» EXTRACT

RUTGER-STEUBEN PARK
HISTORIC DISTRICT &
RUTGER PARK

In 2008, Landmarks became the owners of the mansions at Number 1 and Number 3 Rutger Park and their associated estate grounds, including the lot where Number 2 stood from 1850 - 1994. In order to preserve Rutger Park for future generations to appreciate and experience, Landmarks has undertaken the Rutger Park Restoration Project to complete the long-range, multi-million dollar, professional historic preservation of both mansions. The ultimate goal of the project is to have two restored and staffed house museums with estate gardens that are open to the public year-round. Currently, the homes are open to the public by advance arrangement, or twice a year for guided “hardhat tours” at our signature annual events, Picnic in the Park and History Comes Alive at Rutger Park.

Download a PDF of The Landmarks Society's proposed plan for Rutger Park

 

(images: Steuben Park & Fountain)
The Rutger-Steuben Park Historic District

The elegant mansions of the Rutger-Steuben Park National Historic District reflect the prosperity of Utica between the years of 1830 and 1890. The names of the original occupants are a roster of the important merchants and industrialists of a young America, and the homes they built along Rutger Street are fine examples of late nineteenth century villas executed in the Italianate style. It is one of the largest groupings of these structures in the Northeast, and its significance earned it a place on the National Register in 1973.

 

Download a PDF of the Rutger-Steuben Park Historic District National Register Listing


(images: left to right 5,4,3,2 & 1 Rutger Park)
Rutger Park

The centerpiece of the neighborhood are the five original mansions of Rutger Park which, until the 1994 demolition of Number 2, offered a nearly complete ensemble of major nineteenth century American domestic architecture styles. The elegant mansions not only reflect the stature of their early owners, but also the general prosperity of Utica before 1900. During that period, the opening of the Erie and Chenango Canals, coupled with the establishment of the textile industry in Utica and along the Oriskany and Sauquoit Creek, the building of railroads and continuing agricultural production (including the export of cheddar cheese and hops) brought major economic growth to Central New York, from which Utica especially benefited.


The original Miller House (c. 1830)

When number 3 was built to the designs of Albany architect Philip Hooker in 1830 it sat alone, well outside the village of Utica and was approached up John Street. The austere main block, stuccoed and scored to simulate stone, was originally flanked by two dependencies with pedimented porticos. That on the west contained an office, while the other housed the gardener and the coachman.


3 Rutger Park, c. 1880


Judge Morris Miller // Roscoe Conkling // Horatio Seymour // Francis Kernan

Planned and laid out by Judge Morris Miller, private secretary to John Jay, the house was completed by his son Rutger Bleecker Miller - lawyer, clerk to Judge Conkling (Roscoe's father), member of the United States District Court and member of U.S. Congress. Later owners included Thomas R. Walker who sold it to his law partner Senator Roscoe Conkling in 1868, Nicholas E. Kernan and the Dowling family. Conkling, the “power behind the throne” during the Grant presidency, served on the U.S. Senate concurrently with another Utican: Francis Kernan.

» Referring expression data
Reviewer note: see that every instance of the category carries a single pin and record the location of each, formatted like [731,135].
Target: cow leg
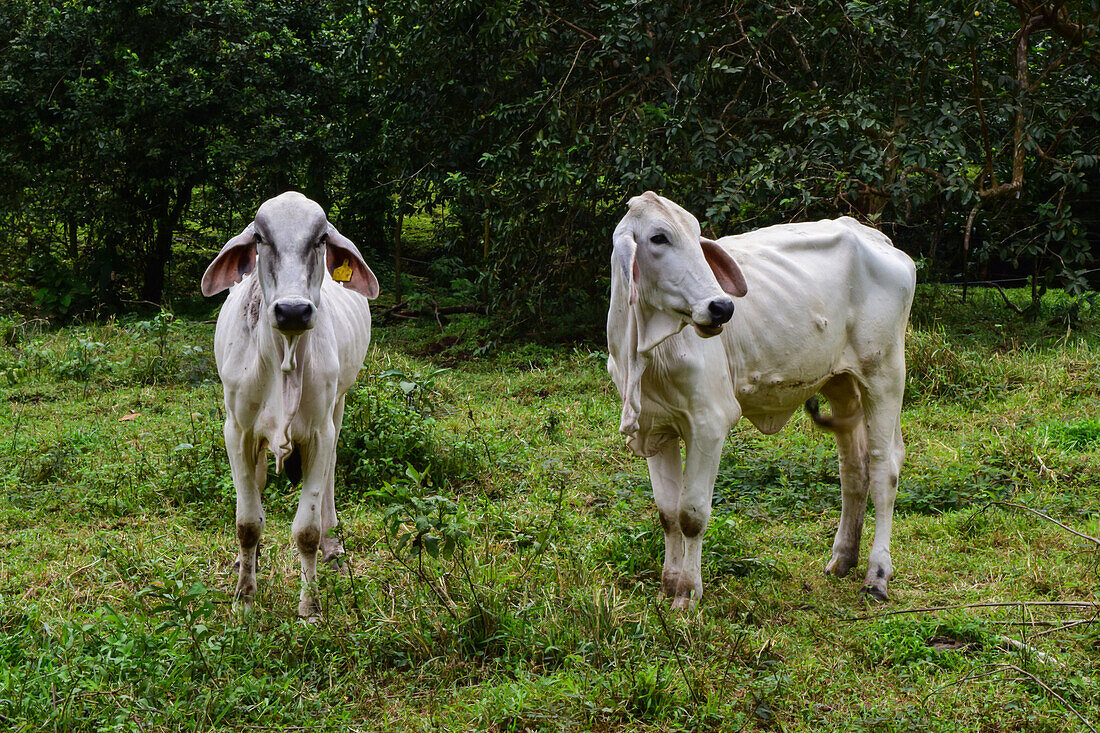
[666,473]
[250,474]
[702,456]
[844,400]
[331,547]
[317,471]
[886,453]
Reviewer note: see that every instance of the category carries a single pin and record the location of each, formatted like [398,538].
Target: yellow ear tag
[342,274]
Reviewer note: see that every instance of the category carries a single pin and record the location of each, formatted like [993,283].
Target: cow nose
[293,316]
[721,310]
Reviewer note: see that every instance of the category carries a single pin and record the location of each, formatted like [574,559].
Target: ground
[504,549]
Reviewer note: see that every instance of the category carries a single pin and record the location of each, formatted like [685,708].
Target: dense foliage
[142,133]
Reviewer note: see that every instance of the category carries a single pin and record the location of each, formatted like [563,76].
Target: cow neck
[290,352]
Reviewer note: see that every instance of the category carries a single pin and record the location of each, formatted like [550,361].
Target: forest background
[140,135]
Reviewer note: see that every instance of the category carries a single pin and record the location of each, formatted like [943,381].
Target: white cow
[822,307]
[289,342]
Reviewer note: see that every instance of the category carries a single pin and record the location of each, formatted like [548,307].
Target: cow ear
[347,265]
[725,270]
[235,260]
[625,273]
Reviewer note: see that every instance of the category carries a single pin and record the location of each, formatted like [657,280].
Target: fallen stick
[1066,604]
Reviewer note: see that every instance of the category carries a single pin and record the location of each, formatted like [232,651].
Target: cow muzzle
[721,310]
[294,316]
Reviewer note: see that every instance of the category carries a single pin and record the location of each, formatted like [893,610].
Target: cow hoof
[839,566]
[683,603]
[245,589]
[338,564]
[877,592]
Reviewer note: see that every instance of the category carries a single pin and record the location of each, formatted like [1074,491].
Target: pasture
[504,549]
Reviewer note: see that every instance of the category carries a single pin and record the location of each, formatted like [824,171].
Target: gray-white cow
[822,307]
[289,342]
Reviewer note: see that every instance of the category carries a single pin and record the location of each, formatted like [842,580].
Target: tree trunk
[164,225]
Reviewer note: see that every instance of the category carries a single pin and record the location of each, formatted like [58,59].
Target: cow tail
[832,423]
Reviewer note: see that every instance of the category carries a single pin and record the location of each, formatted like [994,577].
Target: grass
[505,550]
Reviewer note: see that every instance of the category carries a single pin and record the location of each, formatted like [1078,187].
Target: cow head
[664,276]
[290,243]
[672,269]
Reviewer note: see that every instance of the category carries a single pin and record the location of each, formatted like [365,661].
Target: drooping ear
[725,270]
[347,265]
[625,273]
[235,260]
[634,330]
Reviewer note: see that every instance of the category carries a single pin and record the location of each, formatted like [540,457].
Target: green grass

» EXERCISE OBJECTIVE
Extend the Rutger Park history text past its last sentence.

» RESPONSE TO THE TASK
From 1830 until 1958 the house remained the scene of many glittering parties, and it was here that Samuel F.B. Morse (the nephew of Mrs. Walker) met Theodore Faxton and John Butterfield, the men who later purchased the New York State rights to Morse’s telegraph. Other prominent house guests included General Grant, General Sherman, General Stephen Van Rensselaer, Mrs. Schuyler, Gerrit Smith, and Mrs. Alexander Hamilton.

 


2 Rutger Park // A.J. Davis drawing

The gardens of the Miller house originally covered the entire block, but in 1850 the old homestead was divided into city lots and ground was broken for a house immediately to the west (the former no.2). Its first owner, J. Wyman Jones sold it in 1856 to the Reverend Philemon H. Fowler of the First Presbyterian Church, who in turn sold it to the Butlers. Many Uticans still recall the gracious hospitality of the Gilbert Butler family who lived there until the 1950s. The board-and-batten house – of cedar and impervious to termites – was based on a plan which Alexander Jackson Davis provided for his friend Andrew Jackson Downing, who published it as Design VI, “a villa in the Italian Style, bracketed”, in his Cottage Residences of 1842.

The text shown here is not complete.